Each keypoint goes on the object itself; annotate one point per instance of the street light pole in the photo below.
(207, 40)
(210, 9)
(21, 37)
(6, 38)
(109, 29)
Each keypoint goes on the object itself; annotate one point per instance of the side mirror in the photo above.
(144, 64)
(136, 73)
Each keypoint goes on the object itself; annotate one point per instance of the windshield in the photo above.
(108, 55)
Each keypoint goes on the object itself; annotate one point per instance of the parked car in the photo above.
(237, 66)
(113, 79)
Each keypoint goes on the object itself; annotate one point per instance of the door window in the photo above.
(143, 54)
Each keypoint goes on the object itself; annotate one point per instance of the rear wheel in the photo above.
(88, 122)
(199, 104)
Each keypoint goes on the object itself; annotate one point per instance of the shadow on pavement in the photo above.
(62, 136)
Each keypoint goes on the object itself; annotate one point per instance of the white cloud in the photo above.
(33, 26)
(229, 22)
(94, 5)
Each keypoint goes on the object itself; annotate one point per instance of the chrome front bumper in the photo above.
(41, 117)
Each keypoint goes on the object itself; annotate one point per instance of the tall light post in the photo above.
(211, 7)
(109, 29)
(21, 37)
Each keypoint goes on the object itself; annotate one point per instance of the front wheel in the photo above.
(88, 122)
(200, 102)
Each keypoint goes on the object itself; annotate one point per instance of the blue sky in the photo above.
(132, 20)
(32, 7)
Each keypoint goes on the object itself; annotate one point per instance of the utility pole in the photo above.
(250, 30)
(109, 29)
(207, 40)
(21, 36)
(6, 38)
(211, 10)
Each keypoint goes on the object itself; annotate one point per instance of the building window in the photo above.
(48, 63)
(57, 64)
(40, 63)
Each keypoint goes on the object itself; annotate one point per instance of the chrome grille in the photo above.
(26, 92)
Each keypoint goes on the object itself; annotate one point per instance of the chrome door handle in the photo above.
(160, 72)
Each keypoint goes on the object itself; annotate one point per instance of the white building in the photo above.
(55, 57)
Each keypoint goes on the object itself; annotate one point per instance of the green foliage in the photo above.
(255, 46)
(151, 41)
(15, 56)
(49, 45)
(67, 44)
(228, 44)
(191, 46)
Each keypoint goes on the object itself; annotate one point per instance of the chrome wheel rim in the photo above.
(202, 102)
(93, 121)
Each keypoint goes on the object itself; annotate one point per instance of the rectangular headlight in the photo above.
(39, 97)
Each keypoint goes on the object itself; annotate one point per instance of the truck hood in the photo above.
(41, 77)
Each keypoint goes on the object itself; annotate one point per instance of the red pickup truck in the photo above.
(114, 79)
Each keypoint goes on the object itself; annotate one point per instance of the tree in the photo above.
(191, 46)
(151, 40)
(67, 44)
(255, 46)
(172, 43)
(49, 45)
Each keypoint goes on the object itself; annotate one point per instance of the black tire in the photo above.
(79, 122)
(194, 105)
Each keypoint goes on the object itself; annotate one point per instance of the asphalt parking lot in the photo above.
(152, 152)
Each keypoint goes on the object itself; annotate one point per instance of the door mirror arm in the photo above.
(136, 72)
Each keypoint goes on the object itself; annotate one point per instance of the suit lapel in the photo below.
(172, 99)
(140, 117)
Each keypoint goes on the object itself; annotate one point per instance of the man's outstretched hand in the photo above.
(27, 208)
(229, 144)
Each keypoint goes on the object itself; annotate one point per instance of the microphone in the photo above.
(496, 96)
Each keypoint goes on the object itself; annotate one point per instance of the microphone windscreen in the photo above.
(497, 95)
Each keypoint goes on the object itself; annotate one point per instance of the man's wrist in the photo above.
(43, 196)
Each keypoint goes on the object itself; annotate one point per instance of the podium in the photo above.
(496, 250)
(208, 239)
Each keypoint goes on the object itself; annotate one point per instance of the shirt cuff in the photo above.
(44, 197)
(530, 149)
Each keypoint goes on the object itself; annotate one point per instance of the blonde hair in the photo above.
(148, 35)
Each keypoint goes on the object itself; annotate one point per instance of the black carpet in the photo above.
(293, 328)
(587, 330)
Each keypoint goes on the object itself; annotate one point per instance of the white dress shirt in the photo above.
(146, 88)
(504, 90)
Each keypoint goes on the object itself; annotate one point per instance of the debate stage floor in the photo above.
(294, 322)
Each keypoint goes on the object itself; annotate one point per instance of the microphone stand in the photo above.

+ + + + +

**WHAT IS NEEDED**
From the line containing "tree in the photo above." through the final line of the listing above, retype every line exactly; leave out everything else.

**COMPLETED TASK**
Each keypoint goes on the object itself; annotate one point per instance of the tree in the photo above.
(191, 46)
(151, 40)
(67, 44)
(255, 46)
(172, 43)
(49, 45)
Each keypoint goes on the object itself; annotate one point per instance of the black tire in the photo above.
(79, 122)
(194, 105)
Each keypoint goes on the object itself; annotate one point per instance of the asphalt parking lot in the photo above.
(152, 152)
Each keypoint goes on the object itself; annotate one point per instance of the door mirror arm in the photo above.
(136, 72)
Each keypoint goes on the object itself; annotate one point per instance of the suit lapel in the photo below.
(172, 99)
(140, 117)
Each keypoint goes on the object itself; annotate one point per instance of the man's outstretched hand in the photo above.
(27, 208)
(229, 144)
Each keypoint goes on the object itself; annotate one point per instance of the microphone in the photo above.
(496, 96)
Each keypoint goes on the object itself; annotate one point per instance of the microphone windscreen in the photo above.
(497, 95)
Each keypoint goes on the object itself; annotate one point per instance of the man's wrist in the photo above.
(43, 196)
Each keypoint goes on the object itself; annotate one point per instance of the podium in the photo above.
(496, 250)
(208, 239)
Each keypoint goes on the object itself; annotate one point per instance of the shirt cuff in the photo above.
(44, 197)
(530, 149)
Each keypoint goes on the object itself; annotate one point per instance of the blonde hair in the photo above.
(148, 35)
Each keypoint goes on the object itself; annotate one point per instance of the black carpet in the photo above.
(293, 328)
(587, 330)
Each keypoint goes on the object itself; annotate one point per instance of the white dress shirt in the photo above.
(146, 88)
(504, 90)
Each keypoint goes on the object itself; annotate one point per instance of the debate stage floor in the photo above.
(294, 322)
Each keypoint goes on the object itself; annotate one point per instance of the microphone stand in the photo above.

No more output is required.